QUELLTEXT
━━━━
29.01.2010

Roma vor Übergriffen, Umsiedlungen und Zerstörungen schützen!

Türkei:

Nachdem es in der Türkei im Dezember 2009 in Verbindung mit dem Verbot der prokurdischen Partei DTP zu Übergriffen auf Kurden gekommen war, bei denen auch zwei Menschen ihr Leben verloren, wurde jetzt eine weitere Minderheit des Landes Opfer nationalistischer Angriffe: Anfang Januar 2010 mussten 74 Roma ihre Heimatstadt Selendi in der westtürkischen Provinz Manisa verlassen, nachdem rund 1.000 gewalttätige Personen im Roma-Viertel Häuser, Autos und Geschäfte verwüstet und in Brand gesetzt hatten. Drei Menschen wurden dabei verletzt.

Die Roma-Familien wurden daraufhin von den türkischen Behörden in Fertighäuser des Roten Kreuzes in der rund 70 Kilometer entfernten Stadt Salihli umgesiedelt, weil die Polizei in Selendi nicht mehr für die Sicherheit der Minderheit garantieren konnte. Den Ausschreitungen in Selendi war in der Silvesternacht ein handfester Streit zwischen dem türkischen Besitzer eines Teehauses, Ramazan Yildiz, und dem 32-jährigen Roma Burhan Ucku vorausgegangen. In Folge der Auseinandersetzung sollen laut türkischen Medienberichten rund 20 Roma das Teehaus verwüstet haben.

Der Vorfall in Selendi passt zur romafeindlichen Stimmung in der Türkei, die vor allem von nationalistischen Kräften, wie der MHP ("Partei der Nationalistischen Bewegung"), geschürt wird. So müssen auch die Roma im Istanbuler Stadtteil Sulukule um ihre Existenz fürchten: In der ältesten Roma-Siedlung Europas, in der schon seit rund 1.000 Jahren Angehörige der Volksgruppe leben, sollen nach dem Willen der türkischen Behörden alle "baufälligen" Häuser der Roma abgerissen werden, um Platz für moderne Appartements und Boutiquen zu schaffen. Als Kulturhauptstadt 2010 möchte sich Istanbul anscheinend ein besseres Image verschaffen - auf Kosten der altansässigen Roma (s. pogrom 2/2009 "Ungeliebte Nachbarn", S. 40).
━━━━
MATERIAL

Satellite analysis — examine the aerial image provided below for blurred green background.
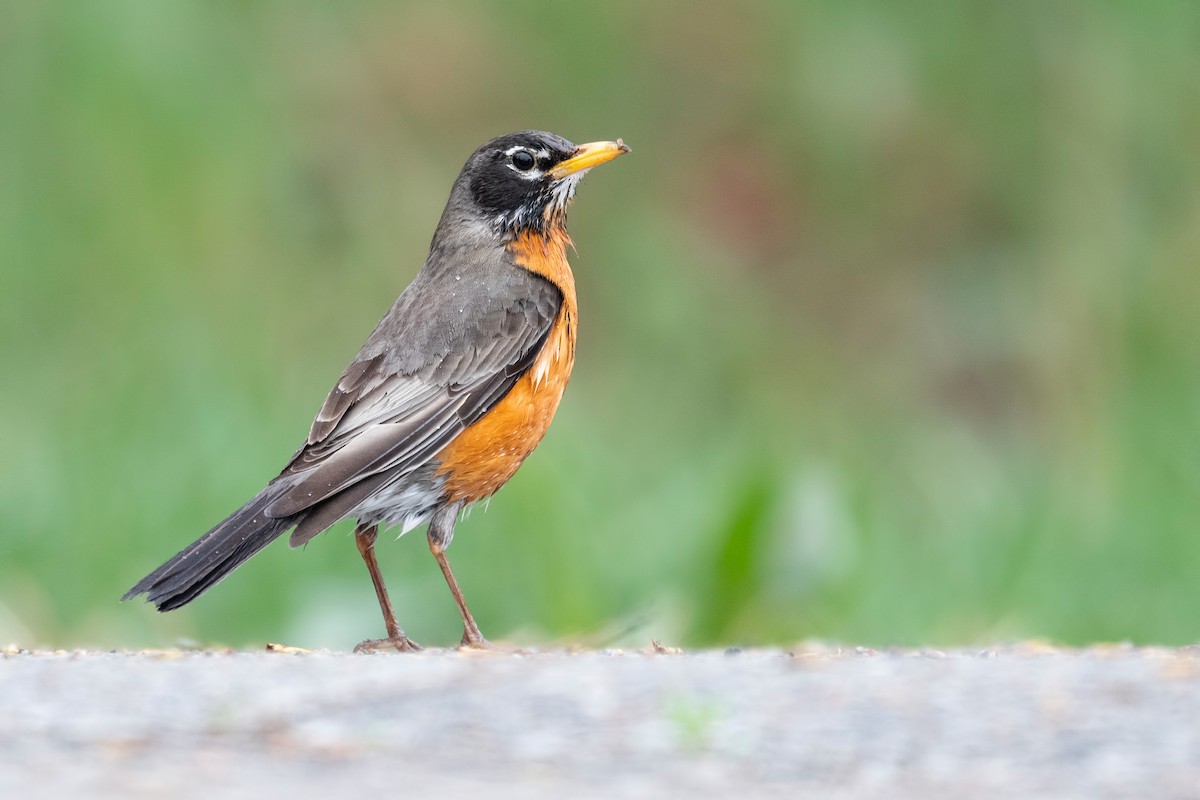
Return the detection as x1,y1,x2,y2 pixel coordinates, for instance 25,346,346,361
━━━━
SCHRIFTLICHE AUFGABE 1
Wie viele Roma mussten laut dem Quelltext Anfang Januar 2010 ihre Heimatstadt Selendi verlassen?
SCHRIFTLICHE AUFGABE 2
Schreibe den Abschnitt des Quelltexts neu, der mit "Nachdem es in" beginnt und bis "wurden dabei verletzt." reicht. Ersetze darin "Roma-Viertel" durch "Wohnviertel der Roma".

VOLLSTÄNDIGE ANTWORT 1
74 Roma

VOLLSTÄNDIGE ANTWORT 2
Nachdem es in der Türkei im Dezember 2009 in Verbindung mit dem Verbot der prokurdischen Partei DTP zu Übergriffen auf Kurden gekommen war, bei denen auch zwei Menschen ihr Leben verloren, wurde jetzt eine weitere Minderheit des Landes Opfer nationalistischer Angriffe: Anfang Januar 2010 mussten 74 Roma ihre Heimatstadt Selendi in der westtürkischen Provinz Manisa verlassen, nachdem rund 1.000 gewalttätige Personen im Wohnviertel der Roma Häuser, Autos und Geschäfte verwüstet und in Brand gesetzt hatten. Drei Menschen wurden dabei verletzt.